- [WORK INSTRUCTIONS] Revise everything from the line containing "of the dense" down to the end of the records, replacing "dense forest" with "thick forest" and keeping all else unchanged.

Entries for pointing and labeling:
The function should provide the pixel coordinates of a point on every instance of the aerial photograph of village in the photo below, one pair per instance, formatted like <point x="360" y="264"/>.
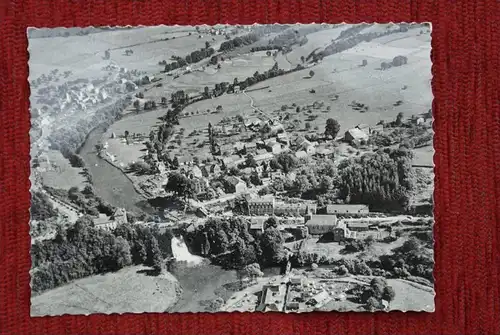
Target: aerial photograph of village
<point x="229" y="168"/>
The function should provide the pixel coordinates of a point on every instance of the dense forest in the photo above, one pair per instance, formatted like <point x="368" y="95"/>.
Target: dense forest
<point x="84" y="250"/>
<point x="383" y="180"/>
<point x="228" y="242"/>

- [FINAL RESULT]
The function should provide the pixel coordinates of a point on every instance of the thick forest in the photo above, one pair per instance, formatted like <point x="368" y="95"/>.
Target: thick forest
<point x="84" y="250"/>
<point x="383" y="180"/>
<point x="228" y="242"/>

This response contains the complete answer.